• _Input data_:
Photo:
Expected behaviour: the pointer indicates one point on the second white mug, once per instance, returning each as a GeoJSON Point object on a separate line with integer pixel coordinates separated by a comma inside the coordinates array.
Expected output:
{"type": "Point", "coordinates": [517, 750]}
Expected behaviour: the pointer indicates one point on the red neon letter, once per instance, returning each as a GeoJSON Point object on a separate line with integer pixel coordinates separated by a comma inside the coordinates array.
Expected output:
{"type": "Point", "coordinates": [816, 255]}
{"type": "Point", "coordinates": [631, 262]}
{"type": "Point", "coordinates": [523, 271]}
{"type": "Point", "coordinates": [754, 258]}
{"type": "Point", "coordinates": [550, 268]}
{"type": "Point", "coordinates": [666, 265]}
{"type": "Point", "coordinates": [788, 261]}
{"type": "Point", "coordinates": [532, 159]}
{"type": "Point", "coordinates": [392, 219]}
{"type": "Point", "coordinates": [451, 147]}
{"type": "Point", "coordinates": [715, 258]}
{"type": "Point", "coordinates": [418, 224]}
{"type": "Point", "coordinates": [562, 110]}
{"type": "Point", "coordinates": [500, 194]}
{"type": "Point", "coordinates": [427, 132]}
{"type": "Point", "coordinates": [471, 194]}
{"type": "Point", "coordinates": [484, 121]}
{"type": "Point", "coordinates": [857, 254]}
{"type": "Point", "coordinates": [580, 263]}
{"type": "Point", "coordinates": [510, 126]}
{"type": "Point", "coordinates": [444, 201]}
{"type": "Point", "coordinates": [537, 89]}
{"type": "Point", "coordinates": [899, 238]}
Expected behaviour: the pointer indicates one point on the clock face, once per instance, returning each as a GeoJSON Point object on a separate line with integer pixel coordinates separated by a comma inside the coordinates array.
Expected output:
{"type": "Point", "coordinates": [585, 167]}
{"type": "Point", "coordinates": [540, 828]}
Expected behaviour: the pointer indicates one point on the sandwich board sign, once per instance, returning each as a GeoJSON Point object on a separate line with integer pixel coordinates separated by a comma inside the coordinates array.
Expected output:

• _Challenge_:
Reproduce every line of the records above, character for character, with no changes.

• _Response below_:
Photo:
Expected behaviour: the pointer indicates one point on the second white mug, once per instance, returning each as a GeoJSON Point object on a separate line with integer pixel coordinates separated by a comma inside the coordinates array.
Expected output:
{"type": "Point", "coordinates": [517, 750]}
Expected behaviour: the pointer indicates one point on the red neon letter, once per instance, returning each as a GeoJSON Point object on a separate line with integer pixel coordinates separated by a comma inside the coordinates array.
Expected output:
{"type": "Point", "coordinates": [816, 255]}
{"type": "Point", "coordinates": [631, 262]}
{"type": "Point", "coordinates": [523, 271]}
{"type": "Point", "coordinates": [754, 258]}
{"type": "Point", "coordinates": [550, 268]}
{"type": "Point", "coordinates": [666, 265]}
{"type": "Point", "coordinates": [788, 261]}
{"type": "Point", "coordinates": [532, 159]}
{"type": "Point", "coordinates": [392, 219]}
{"type": "Point", "coordinates": [451, 147]}
{"type": "Point", "coordinates": [715, 258]}
{"type": "Point", "coordinates": [418, 224]}
{"type": "Point", "coordinates": [562, 110]}
{"type": "Point", "coordinates": [500, 194]}
{"type": "Point", "coordinates": [427, 132]}
{"type": "Point", "coordinates": [471, 194]}
{"type": "Point", "coordinates": [484, 121]}
{"type": "Point", "coordinates": [857, 254]}
{"type": "Point", "coordinates": [580, 263]}
{"type": "Point", "coordinates": [510, 126]}
{"type": "Point", "coordinates": [444, 201]}
{"type": "Point", "coordinates": [537, 89]}
{"type": "Point", "coordinates": [899, 238]}
Expected behaviour: the pointer indicates one point on the clock face, once per instance, returning each as a GeoJSON Point object on a separate line with integer pixel coordinates separated by a comma inside the coordinates array.
Expected output:
{"type": "Point", "coordinates": [585, 167]}
{"type": "Point", "coordinates": [540, 828]}
Expected behaviour: the pointer indicates one point on the sandwich board sign, once per instance, returning each as a GeoJSON Point object on a separate line with integer pixel coordinates separated by a comma inside the coordinates array.
Expected output:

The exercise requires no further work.